2/18/2016 9:00:00 AM
REFLECTION
St. Paul and the works of mercy 
BY GLENN SMITH


When you think of St. Paul, does the word "mercy" come to mind? This man, who received extraordinary mercy the day that Jesus appeared to him on the road to Damascus, in turn poured his life out in service to the Gospel -- the Good News of God's mercy. 

Paul lived the works of mercy. At least three corporal works of mercy are embodied in his life: He fed the hungry by raising money for the Church in Jerusalem, which was starving (Rom 15:25-26); he not only visited the sick, but did healings in the name of Jesus (and refused to take credit: Acts 14:8-16); and he spent much of his apostolate in prison, sharing a cell with a fugitive slave, Onesimus. In a touching letter to Philemon, Paul referred to -- befriending and evangelizing this runaway slave and petitioned the slave-owner on his behalf. Paul displayed an extra dimension of God's mercy when he suggested that Philemon take back Onesimus not as a slave, but as a brother (Philemon 8).

Paul practiced of the spiritual works of mercy, too. He "counseled the doubtful" by regularly exhorting readers to put their faith in Christ. Think of his famous, "What can separate us from the love of God?"(Rom 8:35-39).

[Image-grounded pointing material]
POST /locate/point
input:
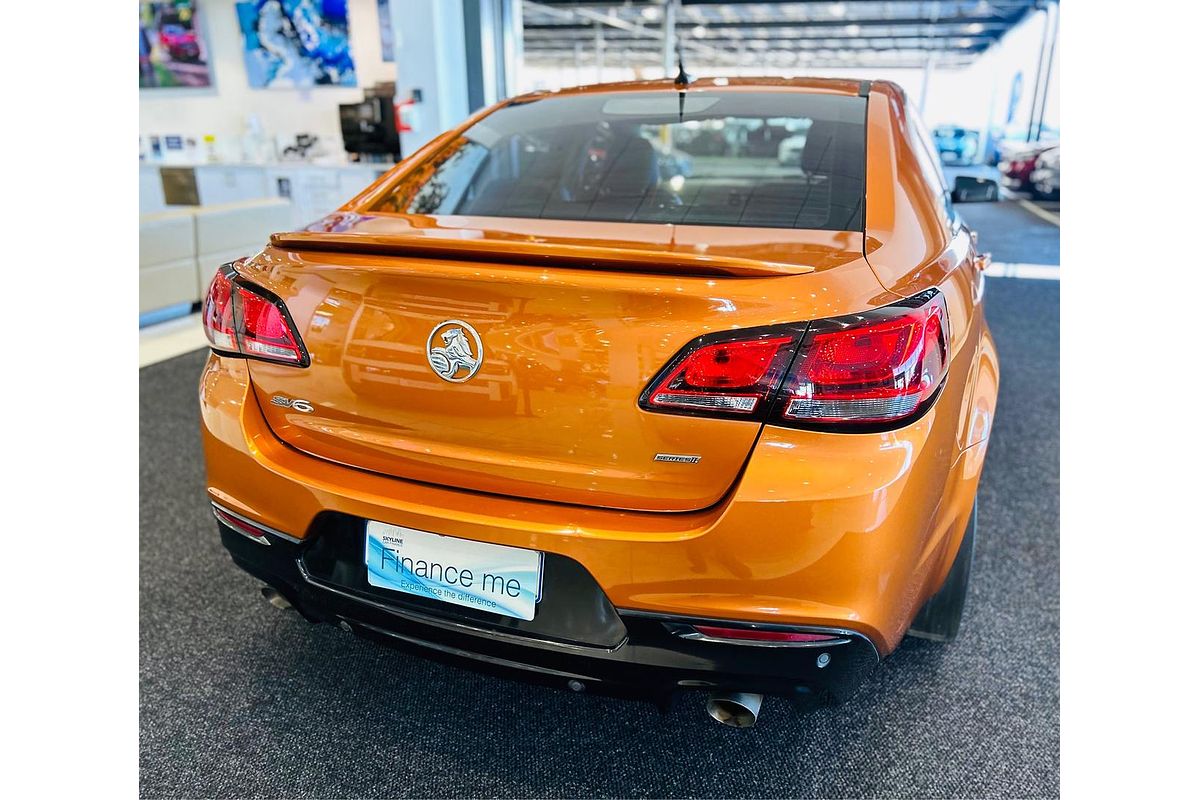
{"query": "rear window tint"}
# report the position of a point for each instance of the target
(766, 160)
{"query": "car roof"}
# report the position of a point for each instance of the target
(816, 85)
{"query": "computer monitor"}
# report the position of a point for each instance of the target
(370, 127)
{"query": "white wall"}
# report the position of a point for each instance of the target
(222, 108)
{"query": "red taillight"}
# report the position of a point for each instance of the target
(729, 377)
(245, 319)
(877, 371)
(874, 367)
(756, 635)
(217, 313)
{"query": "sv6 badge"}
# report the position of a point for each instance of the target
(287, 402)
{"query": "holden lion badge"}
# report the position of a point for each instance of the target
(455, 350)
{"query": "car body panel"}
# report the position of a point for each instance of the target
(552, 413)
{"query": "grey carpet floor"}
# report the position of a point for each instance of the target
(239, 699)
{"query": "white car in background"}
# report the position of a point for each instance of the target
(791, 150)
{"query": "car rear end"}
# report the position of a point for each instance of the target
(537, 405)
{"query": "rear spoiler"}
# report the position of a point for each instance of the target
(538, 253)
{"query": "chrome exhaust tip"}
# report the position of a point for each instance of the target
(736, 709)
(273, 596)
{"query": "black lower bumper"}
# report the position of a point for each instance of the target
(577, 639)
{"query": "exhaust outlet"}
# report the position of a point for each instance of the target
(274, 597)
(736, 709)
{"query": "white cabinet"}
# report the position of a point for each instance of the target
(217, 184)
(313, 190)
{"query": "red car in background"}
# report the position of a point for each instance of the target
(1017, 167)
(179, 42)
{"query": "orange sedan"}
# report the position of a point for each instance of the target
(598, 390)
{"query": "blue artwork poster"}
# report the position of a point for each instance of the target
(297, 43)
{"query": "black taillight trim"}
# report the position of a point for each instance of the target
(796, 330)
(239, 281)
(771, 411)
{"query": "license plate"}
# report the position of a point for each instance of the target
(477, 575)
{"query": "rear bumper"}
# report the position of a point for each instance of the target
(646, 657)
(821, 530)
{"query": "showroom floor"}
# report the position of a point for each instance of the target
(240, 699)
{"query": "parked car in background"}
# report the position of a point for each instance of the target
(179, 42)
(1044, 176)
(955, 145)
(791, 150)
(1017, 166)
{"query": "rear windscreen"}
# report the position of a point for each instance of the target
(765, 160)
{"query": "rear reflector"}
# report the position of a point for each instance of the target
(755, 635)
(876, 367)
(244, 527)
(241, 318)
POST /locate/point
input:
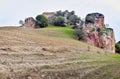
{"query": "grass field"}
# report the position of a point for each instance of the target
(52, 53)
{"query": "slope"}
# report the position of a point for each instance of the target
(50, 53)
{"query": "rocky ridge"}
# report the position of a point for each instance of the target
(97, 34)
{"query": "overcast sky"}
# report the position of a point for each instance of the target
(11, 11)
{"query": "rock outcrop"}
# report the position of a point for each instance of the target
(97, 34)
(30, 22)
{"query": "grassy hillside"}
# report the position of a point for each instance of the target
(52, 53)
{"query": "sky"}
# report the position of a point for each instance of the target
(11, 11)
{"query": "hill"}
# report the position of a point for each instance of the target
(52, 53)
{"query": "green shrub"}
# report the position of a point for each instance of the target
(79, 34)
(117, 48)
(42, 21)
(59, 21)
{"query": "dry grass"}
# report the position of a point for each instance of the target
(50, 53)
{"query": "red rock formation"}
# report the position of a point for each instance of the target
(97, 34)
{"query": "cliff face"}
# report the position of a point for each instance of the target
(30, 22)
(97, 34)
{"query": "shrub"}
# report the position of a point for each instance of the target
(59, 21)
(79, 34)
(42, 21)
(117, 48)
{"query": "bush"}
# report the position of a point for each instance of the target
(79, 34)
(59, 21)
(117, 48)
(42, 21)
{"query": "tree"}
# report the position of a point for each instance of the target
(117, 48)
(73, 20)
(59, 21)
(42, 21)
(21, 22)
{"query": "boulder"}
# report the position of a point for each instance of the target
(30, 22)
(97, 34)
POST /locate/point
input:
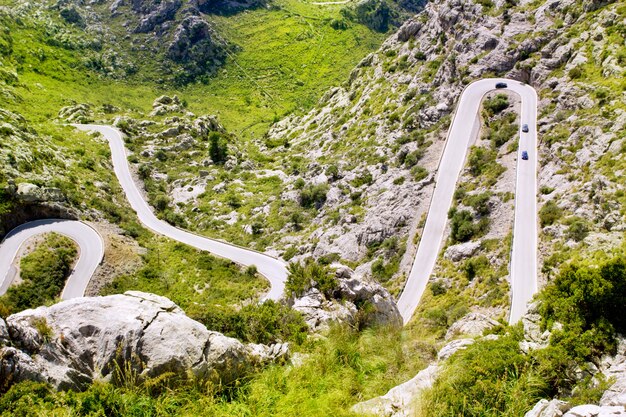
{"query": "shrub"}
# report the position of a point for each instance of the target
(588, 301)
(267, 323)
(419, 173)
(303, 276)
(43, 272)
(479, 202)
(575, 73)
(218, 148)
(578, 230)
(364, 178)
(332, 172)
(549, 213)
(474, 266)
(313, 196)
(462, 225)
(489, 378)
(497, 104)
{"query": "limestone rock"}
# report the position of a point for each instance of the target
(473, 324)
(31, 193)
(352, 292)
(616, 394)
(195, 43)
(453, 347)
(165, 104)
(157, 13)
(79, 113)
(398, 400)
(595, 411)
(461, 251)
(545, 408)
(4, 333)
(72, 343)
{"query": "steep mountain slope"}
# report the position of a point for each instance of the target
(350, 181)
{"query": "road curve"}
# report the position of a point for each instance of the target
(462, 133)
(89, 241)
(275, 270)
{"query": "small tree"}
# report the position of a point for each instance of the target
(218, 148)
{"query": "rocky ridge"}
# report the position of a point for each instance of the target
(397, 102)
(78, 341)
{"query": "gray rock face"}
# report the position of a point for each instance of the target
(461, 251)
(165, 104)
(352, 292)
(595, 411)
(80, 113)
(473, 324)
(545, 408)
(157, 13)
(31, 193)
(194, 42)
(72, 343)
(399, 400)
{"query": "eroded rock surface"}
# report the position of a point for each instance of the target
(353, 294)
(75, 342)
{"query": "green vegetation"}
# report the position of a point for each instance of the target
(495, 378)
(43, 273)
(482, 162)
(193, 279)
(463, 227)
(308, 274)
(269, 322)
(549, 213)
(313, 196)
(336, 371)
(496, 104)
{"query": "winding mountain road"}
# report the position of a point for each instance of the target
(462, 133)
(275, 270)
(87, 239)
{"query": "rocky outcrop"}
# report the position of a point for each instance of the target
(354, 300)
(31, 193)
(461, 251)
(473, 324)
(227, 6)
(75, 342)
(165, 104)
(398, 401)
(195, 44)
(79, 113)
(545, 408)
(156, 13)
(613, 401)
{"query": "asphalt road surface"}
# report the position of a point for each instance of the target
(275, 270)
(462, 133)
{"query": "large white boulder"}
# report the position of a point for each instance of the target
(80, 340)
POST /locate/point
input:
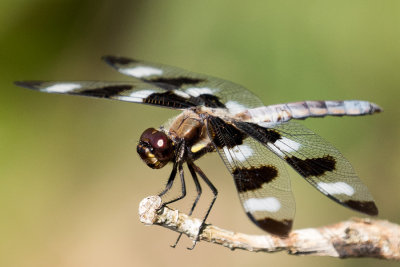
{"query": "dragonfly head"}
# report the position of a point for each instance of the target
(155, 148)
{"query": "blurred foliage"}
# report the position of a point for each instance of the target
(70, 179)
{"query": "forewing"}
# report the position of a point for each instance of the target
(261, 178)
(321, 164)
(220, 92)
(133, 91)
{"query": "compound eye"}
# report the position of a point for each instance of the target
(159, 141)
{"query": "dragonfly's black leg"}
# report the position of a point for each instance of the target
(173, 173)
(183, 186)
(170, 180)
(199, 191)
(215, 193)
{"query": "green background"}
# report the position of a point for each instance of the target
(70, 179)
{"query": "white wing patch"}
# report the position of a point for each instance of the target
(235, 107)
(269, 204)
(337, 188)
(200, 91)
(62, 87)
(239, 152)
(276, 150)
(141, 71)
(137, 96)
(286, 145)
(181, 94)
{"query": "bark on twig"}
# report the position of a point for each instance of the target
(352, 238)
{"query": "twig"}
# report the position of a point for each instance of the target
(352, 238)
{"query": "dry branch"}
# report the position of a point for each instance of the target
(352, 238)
--
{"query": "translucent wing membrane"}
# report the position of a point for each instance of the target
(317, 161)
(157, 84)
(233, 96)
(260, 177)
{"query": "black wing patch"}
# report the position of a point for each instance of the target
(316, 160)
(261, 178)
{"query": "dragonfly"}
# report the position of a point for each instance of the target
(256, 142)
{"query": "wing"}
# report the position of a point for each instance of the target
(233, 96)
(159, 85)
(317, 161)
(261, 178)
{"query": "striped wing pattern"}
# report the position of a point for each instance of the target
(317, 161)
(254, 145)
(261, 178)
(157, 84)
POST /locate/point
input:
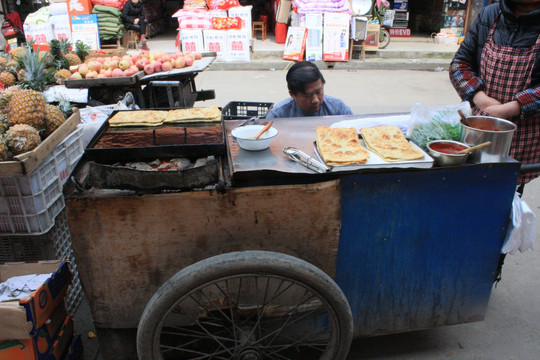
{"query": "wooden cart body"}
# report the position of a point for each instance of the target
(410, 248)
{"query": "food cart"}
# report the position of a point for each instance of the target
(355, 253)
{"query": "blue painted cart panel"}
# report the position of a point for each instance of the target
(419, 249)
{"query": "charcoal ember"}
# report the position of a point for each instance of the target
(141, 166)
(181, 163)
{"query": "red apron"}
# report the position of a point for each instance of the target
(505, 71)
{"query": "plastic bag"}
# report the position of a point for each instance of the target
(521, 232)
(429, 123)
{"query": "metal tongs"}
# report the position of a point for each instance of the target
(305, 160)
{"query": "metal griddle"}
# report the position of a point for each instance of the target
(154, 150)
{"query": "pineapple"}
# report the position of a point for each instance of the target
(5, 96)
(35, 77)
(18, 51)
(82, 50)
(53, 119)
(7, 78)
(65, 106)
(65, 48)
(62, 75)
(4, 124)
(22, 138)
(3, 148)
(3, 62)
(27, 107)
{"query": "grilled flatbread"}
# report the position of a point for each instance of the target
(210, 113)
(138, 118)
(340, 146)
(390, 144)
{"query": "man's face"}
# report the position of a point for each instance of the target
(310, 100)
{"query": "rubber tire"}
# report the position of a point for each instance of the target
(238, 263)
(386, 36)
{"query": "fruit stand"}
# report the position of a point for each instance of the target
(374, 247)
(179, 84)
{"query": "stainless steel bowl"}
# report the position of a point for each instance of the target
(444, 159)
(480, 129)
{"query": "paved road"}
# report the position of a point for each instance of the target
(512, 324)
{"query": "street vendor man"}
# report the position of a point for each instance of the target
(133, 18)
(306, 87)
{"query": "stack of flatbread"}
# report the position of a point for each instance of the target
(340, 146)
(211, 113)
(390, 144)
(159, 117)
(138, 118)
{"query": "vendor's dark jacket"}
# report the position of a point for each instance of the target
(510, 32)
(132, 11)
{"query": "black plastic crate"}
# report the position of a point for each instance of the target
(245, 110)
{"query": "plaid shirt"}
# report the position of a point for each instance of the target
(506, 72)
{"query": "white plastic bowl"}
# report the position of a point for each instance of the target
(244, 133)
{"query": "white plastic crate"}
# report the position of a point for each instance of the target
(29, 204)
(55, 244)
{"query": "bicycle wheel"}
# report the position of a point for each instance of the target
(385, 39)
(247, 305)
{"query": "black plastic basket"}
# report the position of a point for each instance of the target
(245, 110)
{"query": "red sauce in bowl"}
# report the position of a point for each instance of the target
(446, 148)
...
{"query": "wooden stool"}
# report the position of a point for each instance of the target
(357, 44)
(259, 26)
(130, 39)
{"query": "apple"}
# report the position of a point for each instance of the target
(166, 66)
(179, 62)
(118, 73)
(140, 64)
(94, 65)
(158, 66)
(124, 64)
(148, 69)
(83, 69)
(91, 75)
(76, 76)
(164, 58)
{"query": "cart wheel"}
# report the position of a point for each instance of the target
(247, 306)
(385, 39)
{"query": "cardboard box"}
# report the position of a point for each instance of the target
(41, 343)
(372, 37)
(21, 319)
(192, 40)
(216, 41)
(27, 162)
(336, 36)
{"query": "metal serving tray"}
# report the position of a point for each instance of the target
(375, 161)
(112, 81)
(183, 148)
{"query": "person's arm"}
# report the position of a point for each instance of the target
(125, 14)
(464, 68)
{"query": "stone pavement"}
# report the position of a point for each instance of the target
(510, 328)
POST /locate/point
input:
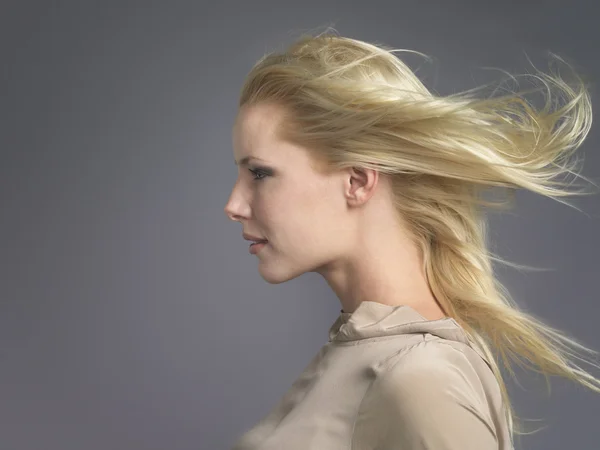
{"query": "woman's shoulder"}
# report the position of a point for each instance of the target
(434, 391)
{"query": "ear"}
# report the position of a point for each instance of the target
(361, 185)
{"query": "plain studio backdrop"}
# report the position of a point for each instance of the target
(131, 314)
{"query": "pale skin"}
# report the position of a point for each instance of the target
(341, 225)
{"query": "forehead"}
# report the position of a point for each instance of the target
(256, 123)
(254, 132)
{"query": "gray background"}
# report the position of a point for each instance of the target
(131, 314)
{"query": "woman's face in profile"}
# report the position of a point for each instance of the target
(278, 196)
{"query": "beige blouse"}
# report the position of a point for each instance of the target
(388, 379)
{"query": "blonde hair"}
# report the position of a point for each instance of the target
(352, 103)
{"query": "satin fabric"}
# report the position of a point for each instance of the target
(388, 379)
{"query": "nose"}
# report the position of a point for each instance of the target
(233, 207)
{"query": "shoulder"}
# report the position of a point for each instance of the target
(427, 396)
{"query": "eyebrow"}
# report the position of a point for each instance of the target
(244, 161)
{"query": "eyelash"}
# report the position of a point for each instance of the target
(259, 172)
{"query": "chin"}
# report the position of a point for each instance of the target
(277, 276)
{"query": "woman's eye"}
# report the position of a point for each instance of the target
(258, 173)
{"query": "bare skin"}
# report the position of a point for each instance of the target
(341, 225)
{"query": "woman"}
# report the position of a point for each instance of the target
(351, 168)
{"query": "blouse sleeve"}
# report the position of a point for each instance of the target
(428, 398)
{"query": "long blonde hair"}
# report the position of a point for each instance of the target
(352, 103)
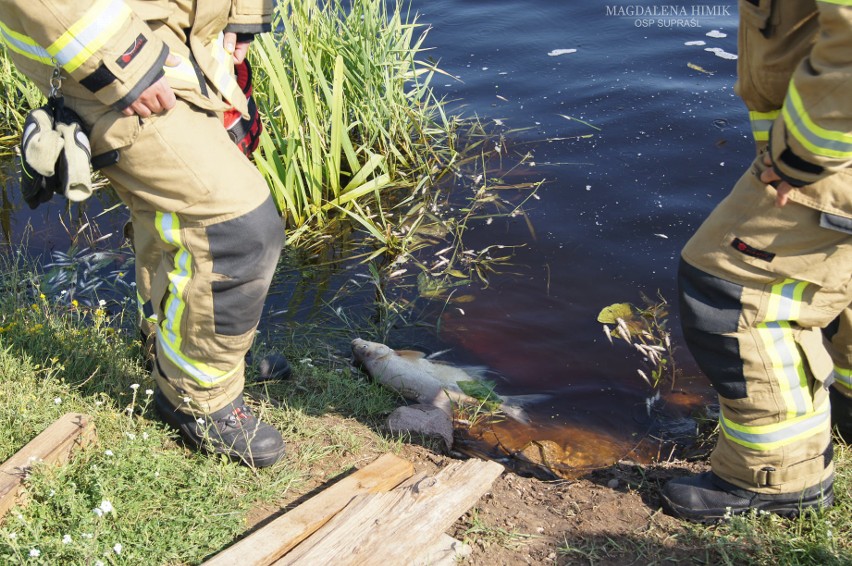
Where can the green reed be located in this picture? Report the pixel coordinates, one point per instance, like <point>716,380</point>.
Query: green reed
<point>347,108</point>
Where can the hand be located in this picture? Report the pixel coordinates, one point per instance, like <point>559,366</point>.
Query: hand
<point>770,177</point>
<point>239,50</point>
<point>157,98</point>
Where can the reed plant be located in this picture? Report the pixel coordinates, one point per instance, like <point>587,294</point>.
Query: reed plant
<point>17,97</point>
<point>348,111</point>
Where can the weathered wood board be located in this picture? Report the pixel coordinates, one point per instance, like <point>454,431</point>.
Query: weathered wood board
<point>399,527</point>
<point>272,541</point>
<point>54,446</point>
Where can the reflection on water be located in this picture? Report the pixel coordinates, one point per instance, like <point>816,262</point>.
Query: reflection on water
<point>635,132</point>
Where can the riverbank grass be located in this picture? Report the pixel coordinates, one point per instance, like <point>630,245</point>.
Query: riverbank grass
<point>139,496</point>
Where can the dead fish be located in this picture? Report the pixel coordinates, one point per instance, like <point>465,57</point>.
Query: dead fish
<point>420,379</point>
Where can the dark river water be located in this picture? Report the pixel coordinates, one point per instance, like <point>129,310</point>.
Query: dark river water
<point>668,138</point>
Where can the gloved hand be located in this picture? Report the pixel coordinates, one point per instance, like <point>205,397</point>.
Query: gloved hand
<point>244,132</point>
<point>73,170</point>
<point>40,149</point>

• [WORK INSTRUCTION 1]:
According to the reflection on St. Paul and the works of mercy, whom did Paul share a prison cell with?
• [WORK INSTRUCTION 2]:
Extend the reflection on St. Paul and the works of mercy, starting right after its final sentence.

• [RESULT 1]:
Onesimus, a fugitive slave.

• [RESULT 2]:
Paul laid strong foundations for the faith in his 30 years of evangelization. Another spiritual work of mercy is "to instruct the ignorant." Wherever Paul went, he preached the Gospel, "in season and out of season" (2 Tim 4:2). He also bore witness to the faith among "the ignorant," those who had neither heard of the Gospel nor of Jesus. Many of our own acquaintances may be ignorant of the love of Christ and the liberating power of the Gospel. Paul asks us, "And how can they believe in him of whom they have not heard?" (Rom 10:14).

"To admonish the sinner" is another work of mercy. Some bristle at St. Paul for reprimanding people for sins, but Paul embodies mercy when he points out human weakness. Did not Jesus, who died for our sins, overcome sin for all time? On Ash Wednesday, we heard, "Turn away from sin and be faithful to the Gospel." This Lent, let Paul's life and letters bring us to deeper conversion.

During a long violent, storm at sea, Paul "comforted the afflicted," reassuring those on board that not one life would be lost (Acts 27). Throughout his letters, Paul offered words of solace to those who were suffering (Rom 8:31-32; 1 Cor 1:3-7; Phil 3:7-12).

"Forgive offenses" and "bear patiently those who do ill" are works of mercy. In Philippians, Paul wrote from prison to friends. He reported that his enemies within the Church, out of envy, tried to make his imprisonment more difficult by proclaiming the Gospel. Apparently, their preaching "turned up the heat" on Paul.

Rather than hold this against them, he said, "What difference does it make...whether in pretense or in truth, Christ is being proclaimed? And in that I rejoice!" (Phil 1:18).

"Pray for the living and the dead," say the works of mercy. To his young companion, Timothy, Paul wrote: "I remember you constantly in my prayers, night and day" (2 Tim 1:3). Paul interceded for individuals and for communities; in turn, he urged his readers to offer up prayers for him and for the spread of the Gospel.

St. Paul himself has the final word: "We have different gifts, according the grace given to each of us....If it is to show mercy, do it cheerfully" (Rom 12:6,8). 



Reader Comments

Posted: Friday, February 19, 2016
Article comment by: Geraldo Tumi

I've seen Mr. Smith in action three times.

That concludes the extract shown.